What is needed:
The records below should be written out again, exactly.

Provided data:

-*-*-

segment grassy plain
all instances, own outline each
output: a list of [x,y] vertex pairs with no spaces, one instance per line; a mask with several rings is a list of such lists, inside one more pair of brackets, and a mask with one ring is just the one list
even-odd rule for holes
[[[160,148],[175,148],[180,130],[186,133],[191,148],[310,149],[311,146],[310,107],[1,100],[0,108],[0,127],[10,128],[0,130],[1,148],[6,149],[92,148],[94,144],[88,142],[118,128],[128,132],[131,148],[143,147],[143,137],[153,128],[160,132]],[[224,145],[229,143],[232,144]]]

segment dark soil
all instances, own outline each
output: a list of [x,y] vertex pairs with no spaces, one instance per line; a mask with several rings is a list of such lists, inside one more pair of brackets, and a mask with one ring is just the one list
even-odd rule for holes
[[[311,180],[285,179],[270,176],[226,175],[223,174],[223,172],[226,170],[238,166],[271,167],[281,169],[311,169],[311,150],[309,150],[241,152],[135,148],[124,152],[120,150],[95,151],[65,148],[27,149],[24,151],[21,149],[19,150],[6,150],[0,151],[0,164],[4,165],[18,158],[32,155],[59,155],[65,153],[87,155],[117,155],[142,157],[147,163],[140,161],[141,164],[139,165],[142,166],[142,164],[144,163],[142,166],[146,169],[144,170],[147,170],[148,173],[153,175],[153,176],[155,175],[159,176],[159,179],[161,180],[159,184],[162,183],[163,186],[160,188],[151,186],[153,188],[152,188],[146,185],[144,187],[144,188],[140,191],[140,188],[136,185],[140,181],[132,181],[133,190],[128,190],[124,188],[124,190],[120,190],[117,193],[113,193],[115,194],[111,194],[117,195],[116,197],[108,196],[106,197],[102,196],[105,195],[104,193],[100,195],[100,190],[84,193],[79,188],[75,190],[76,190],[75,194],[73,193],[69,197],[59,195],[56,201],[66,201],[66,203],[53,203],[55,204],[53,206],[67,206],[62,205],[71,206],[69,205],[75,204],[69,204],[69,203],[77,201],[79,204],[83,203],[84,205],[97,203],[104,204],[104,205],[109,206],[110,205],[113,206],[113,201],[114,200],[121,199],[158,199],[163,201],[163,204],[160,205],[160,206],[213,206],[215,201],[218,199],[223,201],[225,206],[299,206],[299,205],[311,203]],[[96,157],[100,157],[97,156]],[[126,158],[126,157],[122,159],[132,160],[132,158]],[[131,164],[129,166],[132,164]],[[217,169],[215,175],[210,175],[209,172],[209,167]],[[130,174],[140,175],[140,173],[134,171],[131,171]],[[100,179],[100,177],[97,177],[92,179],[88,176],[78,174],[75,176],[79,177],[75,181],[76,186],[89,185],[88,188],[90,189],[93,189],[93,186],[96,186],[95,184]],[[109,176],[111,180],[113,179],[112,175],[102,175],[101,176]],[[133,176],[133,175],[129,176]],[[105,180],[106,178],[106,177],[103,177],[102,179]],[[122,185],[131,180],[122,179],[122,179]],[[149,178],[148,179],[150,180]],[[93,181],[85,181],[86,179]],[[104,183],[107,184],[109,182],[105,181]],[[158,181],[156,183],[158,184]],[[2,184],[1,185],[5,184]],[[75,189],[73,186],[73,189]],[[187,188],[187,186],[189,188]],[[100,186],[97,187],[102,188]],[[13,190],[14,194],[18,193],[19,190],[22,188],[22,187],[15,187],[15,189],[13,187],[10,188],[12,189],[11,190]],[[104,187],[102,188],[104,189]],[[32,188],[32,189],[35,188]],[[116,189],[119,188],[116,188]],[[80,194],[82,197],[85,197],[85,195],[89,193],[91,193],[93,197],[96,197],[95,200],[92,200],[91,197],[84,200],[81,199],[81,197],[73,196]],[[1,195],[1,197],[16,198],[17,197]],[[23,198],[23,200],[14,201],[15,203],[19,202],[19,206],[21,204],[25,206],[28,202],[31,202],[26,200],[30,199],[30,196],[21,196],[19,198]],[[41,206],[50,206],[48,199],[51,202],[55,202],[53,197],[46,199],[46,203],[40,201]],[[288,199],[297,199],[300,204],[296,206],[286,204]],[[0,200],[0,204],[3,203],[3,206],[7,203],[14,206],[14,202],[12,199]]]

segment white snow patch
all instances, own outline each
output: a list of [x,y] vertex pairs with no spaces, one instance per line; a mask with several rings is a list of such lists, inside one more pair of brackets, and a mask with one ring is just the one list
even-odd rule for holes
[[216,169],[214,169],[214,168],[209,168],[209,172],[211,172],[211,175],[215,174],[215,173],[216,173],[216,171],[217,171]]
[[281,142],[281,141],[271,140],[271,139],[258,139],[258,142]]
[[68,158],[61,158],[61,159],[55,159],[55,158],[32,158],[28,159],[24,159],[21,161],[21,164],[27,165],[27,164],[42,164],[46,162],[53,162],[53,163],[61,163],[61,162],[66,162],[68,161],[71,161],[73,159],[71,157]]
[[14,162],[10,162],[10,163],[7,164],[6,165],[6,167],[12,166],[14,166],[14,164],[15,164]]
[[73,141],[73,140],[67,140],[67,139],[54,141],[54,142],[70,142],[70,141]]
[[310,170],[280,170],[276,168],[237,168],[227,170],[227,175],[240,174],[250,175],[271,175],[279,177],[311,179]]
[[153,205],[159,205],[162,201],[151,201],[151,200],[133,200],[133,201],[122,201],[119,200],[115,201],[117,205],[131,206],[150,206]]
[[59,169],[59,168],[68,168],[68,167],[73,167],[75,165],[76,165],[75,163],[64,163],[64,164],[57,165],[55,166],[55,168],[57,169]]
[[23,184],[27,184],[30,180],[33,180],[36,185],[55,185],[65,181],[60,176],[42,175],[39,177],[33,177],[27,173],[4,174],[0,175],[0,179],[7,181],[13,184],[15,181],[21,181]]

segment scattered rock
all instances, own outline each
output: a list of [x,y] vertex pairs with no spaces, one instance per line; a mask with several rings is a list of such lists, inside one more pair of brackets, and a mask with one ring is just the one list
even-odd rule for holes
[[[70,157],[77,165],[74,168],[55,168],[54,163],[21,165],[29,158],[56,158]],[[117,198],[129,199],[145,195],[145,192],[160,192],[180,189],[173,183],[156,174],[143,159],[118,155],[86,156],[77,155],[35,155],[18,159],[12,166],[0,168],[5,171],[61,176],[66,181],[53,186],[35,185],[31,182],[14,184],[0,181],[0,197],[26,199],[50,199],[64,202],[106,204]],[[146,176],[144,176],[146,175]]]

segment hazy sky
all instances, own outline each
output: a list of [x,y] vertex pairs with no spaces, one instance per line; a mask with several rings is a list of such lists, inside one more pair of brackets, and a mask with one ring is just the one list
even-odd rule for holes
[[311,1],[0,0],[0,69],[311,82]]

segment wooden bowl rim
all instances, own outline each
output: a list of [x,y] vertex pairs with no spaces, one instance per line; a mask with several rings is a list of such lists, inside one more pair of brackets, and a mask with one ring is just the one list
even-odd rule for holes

-*-*-

Result for this exercise:
segment grassy plain
all instances, own outline each
output: a list of [x,y] vertex pairs with no spaces, one instance per line; a mask with several rings is a list of such lists, inside one more pair of brackets, and a mask with one ring is just the one list
even-odd rule for holes
[[[160,148],[175,148],[180,130],[186,133],[191,148],[310,149],[311,146],[310,107],[1,100],[0,108],[0,127],[10,128],[0,130],[1,148],[6,149],[92,148],[94,144],[88,142],[118,128],[128,132],[131,148],[143,147],[143,137],[153,128],[160,132]],[[224,145],[229,143],[232,144]]]

segment dark soil
all instances, own outline each
output: a list of [x,y] vertex pairs with no spaces, one instance per line; a mask with several rings is a list of such lists, inside one more pair of brackets, and a mask with one ring is just the one list
even-odd rule for holes
[[[311,180],[285,179],[270,176],[226,175],[223,174],[223,172],[226,170],[238,166],[271,167],[281,169],[311,169],[311,150],[309,150],[241,152],[135,148],[124,152],[120,150],[95,151],[65,148],[27,149],[24,151],[21,149],[19,150],[6,150],[0,151],[0,164],[4,165],[18,158],[32,155],[59,155],[65,153],[87,155],[117,155],[142,157],[147,163],[140,161],[141,164],[139,165],[142,166],[142,164],[144,163],[142,166],[146,169],[144,170],[147,170],[148,173],[153,175],[153,176],[155,175],[159,176],[159,179],[161,180],[159,184],[162,183],[163,186],[160,188],[151,186],[153,188],[152,188],[146,185],[144,187],[144,188],[140,191],[140,188],[136,185],[140,181],[132,181],[133,190],[128,190],[124,188],[124,190],[120,190],[117,193],[113,193],[115,194],[111,194],[117,195],[116,197],[108,196],[106,197],[102,196],[105,195],[104,193],[100,195],[100,190],[84,193],[79,188],[75,190],[76,190],[75,194],[73,193],[69,197],[59,195],[56,201],[66,201],[66,203],[53,203],[55,204],[53,206],[67,206],[62,205],[71,206],[69,205],[75,204],[69,204],[69,203],[77,201],[79,204],[83,203],[84,205],[97,203],[104,204],[104,205],[109,206],[110,205],[113,206],[113,201],[114,200],[121,199],[158,199],[163,201],[163,204],[160,205],[160,206],[213,206],[215,201],[218,199],[223,201],[225,206],[299,206],[299,205],[311,203]],[[96,157],[100,157],[97,156]],[[126,158],[126,157],[122,159],[132,160],[132,158]],[[131,164],[129,166],[132,164]],[[217,169],[215,175],[210,175],[209,172],[209,167]],[[130,174],[140,175],[140,173],[134,171],[131,171]],[[100,179],[100,177],[97,177],[92,179],[88,176],[78,174],[75,176],[79,177],[75,181],[76,186],[89,185],[88,188],[90,189],[93,189],[93,186],[96,186],[95,184]],[[109,176],[111,180],[113,179],[112,175],[102,175],[101,176]],[[133,176],[133,175],[129,176]],[[105,180],[106,178],[106,177],[103,177],[102,179]],[[122,185],[131,180],[122,179],[122,179]],[[149,178],[148,179],[150,180]],[[93,181],[85,181],[86,179]],[[104,183],[107,184],[109,182],[105,181]],[[158,181],[156,183],[158,184]],[[2,184],[1,185],[5,184]],[[75,189],[73,186],[73,189]],[[187,188],[187,186],[189,188]],[[100,186],[97,187],[102,188]],[[13,190],[14,194],[18,193],[19,190],[22,188],[22,187],[15,187],[15,189],[13,187],[10,188],[12,189],[11,190]],[[104,187],[102,188],[104,189]],[[32,188],[32,189],[35,188]],[[116,189],[119,188],[116,188]],[[80,194],[82,197],[85,197],[85,195],[89,193],[91,193],[93,197],[96,197],[95,200],[92,200],[91,197],[84,200],[81,199],[81,197],[73,196]],[[1,195],[1,197],[16,198],[17,197]],[[23,198],[23,200],[14,201],[15,203],[19,202],[19,206],[21,204],[25,206],[28,202],[31,202],[26,200],[30,199],[30,196],[21,196],[19,198]],[[41,206],[50,206],[48,199],[51,202],[55,202],[53,197],[46,199],[46,203],[40,201]],[[288,199],[297,199],[300,204],[296,206],[286,204]],[[0,200],[0,204],[3,203],[3,206],[7,203],[14,206],[14,202],[12,199]]]

segment white snow patch
all instances, own outline each
output: a list of [x,y] vertex pairs with no spaces, one instance per line; a mask with several rings is a list of such lists, inside one more pair of brackets, and a mask with one ring is just the one list
even-odd rule for holes
[[216,169],[214,169],[214,168],[209,168],[209,172],[211,172],[211,175],[215,174],[215,173],[216,173],[216,171],[217,171]]
[[281,142],[281,141],[271,140],[271,139],[258,139],[258,142]]
[[68,158],[61,158],[61,159],[55,159],[55,158],[32,158],[28,159],[24,159],[21,161],[21,164],[27,165],[27,164],[42,164],[46,162],[53,162],[53,163],[61,163],[61,162],[66,162],[68,161],[71,161],[73,159],[71,157]]
[[14,162],[10,162],[10,163],[7,164],[6,165],[6,167],[12,166],[14,166],[14,164],[15,164]]
[[73,141],[73,140],[67,140],[67,139],[54,141],[54,142],[70,142],[70,141]]
[[310,170],[280,170],[276,168],[237,168],[227,170],[227,175],[240,174],[250,175],[271,175],[279,177],[311,179]]
[[153,205],[159,205],[162,201],[151,201],[151,200],[133,200],[133,201],[122,201],[119,200],[115,201],[117,205],[131,206],[150,206]]
[[59,169],[59,168],[68,168],[68,167],[73,167],[75,165],[76,165],[75,163],[64,163],[64,164],[57,165],[55,166],[55,168],[57,169]]
[[23,184],[27,184],[30,180],[33,180],[36,185],[55,185],[65,181],[60,176],[42,175],[39,177],[33,177],[27,173],[4,174],[0,175],[0,179],[7,181],[13,184],[15,181],[21,181]]

segment scattered rock
all instances, own outline each
output: a list of [x,y] vertex pairs with no spaces, one instance per line; a mask with several rings is a list of such lists, inside one more pair of brackets, and a mask with one ring is just the one list
even-odd rule for holes
[[[70,157],[77,165],[74,168],[55,168],[54,163],[21,165],[29,158],[56,158]],[[117,198],[129,199],[145,195],[145,192],[160,192],[180,189],[173,183],[156,174],[143,159],[118,155],[86,156],[77,155],[35,155],[18,159],[12,166],[0,168],[5,171],[61,176],[66,181],[53,186],[35,185],[31,182],[14,184],[0,181],[0,197],[26,199],[50,199],[64,202],[106,204]],[[146,176],[144,176],[146,175]]]

segment hazy sky
all instances, own outline each
output: a list of [x,y] vertex pairs with no spaces, one instance per line; a mask with several rings is a list of such lists, inside one more pair of brackets, and a mask with one ring is just the one list
even-odd rule for holes
[[311,1],[0,0],[0,69],[311,82]]

segment wooden bowl rim
all instances, own outline each
output: a list of [x,y] vertex pairs with no spaces, one instance per line; a mask with several rings is a list of such lists, inside one more pair of brackets, and a mask with one ring is just the one list
even-odd rule for holes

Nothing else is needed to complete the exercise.